> **GOAL OF THE EXERCISE**
Repeat the listing below line for line, exactly as shown.

> **RECORDS TO PROCESS**
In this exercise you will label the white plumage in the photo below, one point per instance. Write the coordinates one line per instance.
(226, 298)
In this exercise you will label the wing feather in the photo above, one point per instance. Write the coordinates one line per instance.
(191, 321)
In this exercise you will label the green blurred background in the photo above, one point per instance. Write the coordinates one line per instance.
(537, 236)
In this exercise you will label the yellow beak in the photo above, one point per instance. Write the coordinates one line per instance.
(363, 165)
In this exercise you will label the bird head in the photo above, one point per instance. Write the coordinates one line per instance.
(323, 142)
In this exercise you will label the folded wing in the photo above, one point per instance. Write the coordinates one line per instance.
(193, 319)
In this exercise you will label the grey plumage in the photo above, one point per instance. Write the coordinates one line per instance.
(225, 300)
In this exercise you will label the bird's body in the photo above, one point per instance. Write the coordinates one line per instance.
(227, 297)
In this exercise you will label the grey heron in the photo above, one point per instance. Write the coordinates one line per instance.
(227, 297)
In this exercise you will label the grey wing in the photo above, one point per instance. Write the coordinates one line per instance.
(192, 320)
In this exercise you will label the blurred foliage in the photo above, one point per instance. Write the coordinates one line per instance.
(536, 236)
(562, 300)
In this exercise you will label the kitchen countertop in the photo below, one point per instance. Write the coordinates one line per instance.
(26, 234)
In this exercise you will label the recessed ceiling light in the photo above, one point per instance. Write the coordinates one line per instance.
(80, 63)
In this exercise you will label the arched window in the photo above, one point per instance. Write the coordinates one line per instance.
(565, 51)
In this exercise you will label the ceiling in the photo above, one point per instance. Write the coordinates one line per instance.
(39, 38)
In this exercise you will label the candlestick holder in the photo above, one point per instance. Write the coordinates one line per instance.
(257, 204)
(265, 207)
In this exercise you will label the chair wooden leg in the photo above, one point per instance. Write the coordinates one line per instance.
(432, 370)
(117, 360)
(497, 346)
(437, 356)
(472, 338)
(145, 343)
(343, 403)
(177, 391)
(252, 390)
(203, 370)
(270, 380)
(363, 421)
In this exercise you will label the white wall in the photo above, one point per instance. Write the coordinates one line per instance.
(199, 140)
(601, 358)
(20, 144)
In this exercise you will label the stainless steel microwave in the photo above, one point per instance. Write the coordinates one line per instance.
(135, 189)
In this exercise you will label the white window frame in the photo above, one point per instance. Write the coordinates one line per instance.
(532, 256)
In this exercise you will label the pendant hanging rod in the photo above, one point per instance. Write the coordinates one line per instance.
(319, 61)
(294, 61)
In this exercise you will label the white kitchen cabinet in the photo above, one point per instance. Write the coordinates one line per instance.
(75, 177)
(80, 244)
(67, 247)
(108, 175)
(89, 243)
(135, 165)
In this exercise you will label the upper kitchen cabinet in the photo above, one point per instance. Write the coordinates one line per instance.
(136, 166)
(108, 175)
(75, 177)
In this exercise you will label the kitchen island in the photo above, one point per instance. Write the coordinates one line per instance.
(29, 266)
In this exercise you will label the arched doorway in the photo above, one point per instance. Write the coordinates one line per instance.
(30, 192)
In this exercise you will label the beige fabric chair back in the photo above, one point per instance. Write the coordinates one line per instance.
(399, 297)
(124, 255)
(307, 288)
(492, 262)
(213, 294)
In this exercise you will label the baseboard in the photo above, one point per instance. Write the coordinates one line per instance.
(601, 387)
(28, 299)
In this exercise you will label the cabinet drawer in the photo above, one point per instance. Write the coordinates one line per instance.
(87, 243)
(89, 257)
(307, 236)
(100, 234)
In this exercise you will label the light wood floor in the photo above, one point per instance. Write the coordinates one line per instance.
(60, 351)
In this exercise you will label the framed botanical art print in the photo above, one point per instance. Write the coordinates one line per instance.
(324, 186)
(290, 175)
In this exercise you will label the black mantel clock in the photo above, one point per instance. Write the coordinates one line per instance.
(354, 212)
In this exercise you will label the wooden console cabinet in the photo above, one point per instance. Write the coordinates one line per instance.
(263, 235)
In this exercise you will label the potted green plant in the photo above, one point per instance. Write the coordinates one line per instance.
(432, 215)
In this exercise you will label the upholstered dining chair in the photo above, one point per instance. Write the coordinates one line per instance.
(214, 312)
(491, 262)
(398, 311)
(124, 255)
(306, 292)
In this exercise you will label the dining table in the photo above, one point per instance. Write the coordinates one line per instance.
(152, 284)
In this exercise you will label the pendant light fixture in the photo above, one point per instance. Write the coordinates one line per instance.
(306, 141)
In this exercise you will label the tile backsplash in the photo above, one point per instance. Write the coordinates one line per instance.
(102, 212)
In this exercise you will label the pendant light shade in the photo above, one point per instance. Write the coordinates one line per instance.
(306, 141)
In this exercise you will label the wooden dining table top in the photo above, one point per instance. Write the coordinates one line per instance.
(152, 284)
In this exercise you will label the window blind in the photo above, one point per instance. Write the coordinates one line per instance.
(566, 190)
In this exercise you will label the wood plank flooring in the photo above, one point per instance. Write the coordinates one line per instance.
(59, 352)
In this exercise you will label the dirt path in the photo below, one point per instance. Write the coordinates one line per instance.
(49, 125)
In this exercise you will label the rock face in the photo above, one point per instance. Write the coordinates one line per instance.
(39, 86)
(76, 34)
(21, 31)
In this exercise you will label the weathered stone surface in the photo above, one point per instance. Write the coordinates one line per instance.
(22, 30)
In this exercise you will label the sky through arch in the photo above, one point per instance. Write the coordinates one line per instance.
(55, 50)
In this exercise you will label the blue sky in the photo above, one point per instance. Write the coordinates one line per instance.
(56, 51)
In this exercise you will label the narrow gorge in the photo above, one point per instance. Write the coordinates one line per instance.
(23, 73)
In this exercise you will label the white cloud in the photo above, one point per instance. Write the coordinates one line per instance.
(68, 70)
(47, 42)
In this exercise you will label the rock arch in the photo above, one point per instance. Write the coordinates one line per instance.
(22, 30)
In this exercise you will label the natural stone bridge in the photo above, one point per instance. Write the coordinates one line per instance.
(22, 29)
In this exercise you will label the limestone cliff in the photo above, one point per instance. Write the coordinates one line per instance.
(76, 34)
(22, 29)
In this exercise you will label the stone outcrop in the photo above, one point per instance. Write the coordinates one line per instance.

> **SOLUTION TO THE PROBLEM**
In this exercise you will label the white plumage in the photo below, one point per instance. Write the coordinates one line per instance.
(226, 298)
In this exercise you will label the wing feather in the photo above, one point per instance. Write the coordinates one line per instance.
(191, 321)
In this exercise you will label the green blurred background in the photo above, one point per instance. Write the coordinates one line per instance.
(537, 236)
In this exercise you will label the yellow beak in the photo above, one point per instance. Write the coordinates one line per instance.
(363, 165)
In this exercise you will label the bird head in the photo above, one point per instance. Write the coordinates one line per instance.
(323, 142)
In this exercise you will label the folded wing in the photo above, one point per instance. Write the coordinates one line per instance.
(193, 319)
In this exercise you will label the grey plumage in the photo above, one point per instance. Write the coordinates one line per instance.
(225, 300)
In this exercise you will label the bird's body in the photo above, one point per instance. Write the coordinates one line per instance.
(227, 297)
In this exercise you will label the grey heron in the photo above, one point per instance. Write the coordinates one line per instance.
(227, 297)
In this exercise you will label the grey wing in the photo above, one point per instance. Write the coordinates one line per instance.
(192, 320)
In this exercise you will label the blurred foliage in the photo above, one point per instance. Write the coordinates one line per instance.
(536, 236)
(562, 300)
In this exercise you will label the kitchen countertop in the photo below, one point per instance. Write the coordinates one line per instance.
(26, 234)
In this exercise you will label the recessed ceiling light in the photo above, one point per instance. Write the coordinates one line per instance.
(80, 63)
In this exercise you will label the arched window in the photo above, one point per instance. Write the coordinates one line per instance.
(565, 51)
In this exercise you will label the ceiling in the photo above, one point per instance. Write the coordinates one line per instance.
(39, 38)
In this exercise you will label the candlestick holder in the photo above, one point per instance. Write the coordinates one line per instance.
(257, 204)
(265, 207)
In this exercise you will label the chair wooden leg in the photo above, one point per instance. Write the coordinates one line per instance.
(432, 370)
(117, 360)
(497, 346)
(437, 356)
(472, 338)
(145, 343)
(343, 403)
(177, 391)
(252, 390)
(203, 370)
(270, 380)
(363, 421)
In this exercise you will label the white wall in the photo above, one point per instance. Write the coordinates one line per instance.
(199, 140)
(601, 358)
(20, 144)
In this exercise you will label the stainless steel microwave in the photo above, one point per instance. Write the coordinates one line per instance.
(135, 189)
In this exercise you will label the white window frame in the photo above, one point per instance. Write the coordinates one line per instance.
(532, 256)
In this exercise you will label the pendant hanging rod in the photo above, one point per instance. Write the coordinates one line per instance.
(319, 61)
(294, 61)
In this exercise you will label the white kitchen cabinet in the photo above, one point per instance. Write the coordinates one line per instance.
(75, 177)
(80, 244)
(67, 247)
(108, 175)
(89, 243)
(135, 165)
In this exercise you will label the upper kitchen cabinet in the photo above, one point per instance. Write the coordinates one line per instance.
(136, 166)
(108, 175)
(75, 177)
In this exercise you will label the kitchen island in the photo above, one point per instance. Write the coordinates one line per instance.
(29, 266)
In this exercise you will label the arched doorway in the photo above, one point per instance. Write the coordinates one line per instance.
(30, 192)
In this exercise you will label the beige fabric chair back in the photo above, one point per instance. Write the coordinates one line per instance.
(399, 297)
(124, 255)
(307, 288)
(492, 262)
(213, 294)
In this exercise you will label the baseboard in the photo above, one point per instance. Write the coordinates one line per instance.
(601, 387)
(28, 299)
In this exercise you will label the cabinet drawer in the photo above, one point per instance. Write the coordinates one line per instance.
(87, 243)
(89, 257)
(307, 236)
(100, 234)
In this exercise you will label the light wood floor in the photo above, one point per instance. Write the coordinates one line per instance.
(60, 351)
In this exercise you will label the framed botanical art print in the photo above, one point per instance. Write the coordinates one line per instance.
(324, 186)
(290, 175)
In this exercise you will label the black mantel clock in the photo above, one point per instance. Write the coordinates one line per instance.
(354, 212)
In this exercise you will label the wooden console cabinet in the photo above, one point per instance. Write the coordinates one line per instance.
(263, 235)
In this exercise you will label the potted green plant in the photo above, one point per instance. Write the coordinates one line per instance.
(432, 215)
In this exercise you will label the upholstered dining chair in the photo above, one point per instance. Write the coordinates one line per instance.
(214, 312)
(491, 262)
(398, 311)
(124, 255)
(306, 292)
In this exercise you will label the dining table in the photo above, one point per instance. Write the coordinates one line per instance.
(152, 284)
In this exercise you will label the pendant light fixture in the photo above, one point per instance. Write the coordinates one line per instance.
(306, 141)
In this exercise you will label the tile backsplash in the photo above, one point per instance. Write the coordinates one line per instance.
(102, 212)
In this exercise you will label the pendant light shade in the photo above, one point per instance. Write the coordinates one line per instance.
(306, 141)
In this exercise you will label the wooden dining table top in the photo above, one point per instance. Write the coordinates one line per instance.
(152, 284)
In this exercise you will label the window blind in the photo above, one point per instance. Write the coordinates one line per instance.
(566, 190)
In this exercise you will label the wood plank flooring in the photo above, one point per instance. Write the coordinates one line per instance.
(59, 352)
In this exercise you will label the dirt path in the photo below, one point per instance. Write the coordinates one line per instance.
(49, 125)
In this exercise you will label the rock face in the photo above, one point per instance. Write the coordinates one line per instance.
(39, 86)
(76, 34)
(21, 31)
In this exercise you will label the weathered stone surface in the photo above, one point per instance. Write the coordinates one line per instance.
(22, 30)
In this exercise you will label the sky through arch in the photo above, one point per instance. Write the coordinates one line per instance.
(55, 50)
In this exercise you will label the blue sky in the photo above, one point per instance. Write the coordinates one line per instance.
(56, 51)
In this exercise you will label the narrow gorge in the photo above, one point per instance. Write the coordinates one line per instance.
(23, 73)
In this exercise you will label the white cloud in the photo above, one point per instance. Write the coordinates one line per instance.
(68, 70)
(47, 42)
In this exercise you will label the rock arch in the photo above, one point per instance. Write the coordinates one line per instance.
(22, 30)
In this exercise you will label the natural stone bridge in the photo above, one point per instance. Write the coordinates one line per instance.
(22, 29)
In this exercise you will label the limestone cliff in the photo above, one point per instance. Write the coordinates one line per instance.
(76, 34)
(22, 29)
In this exercise you will label the stone outcrop in the photo above, one point per instance. Write the coordinates one line per instance.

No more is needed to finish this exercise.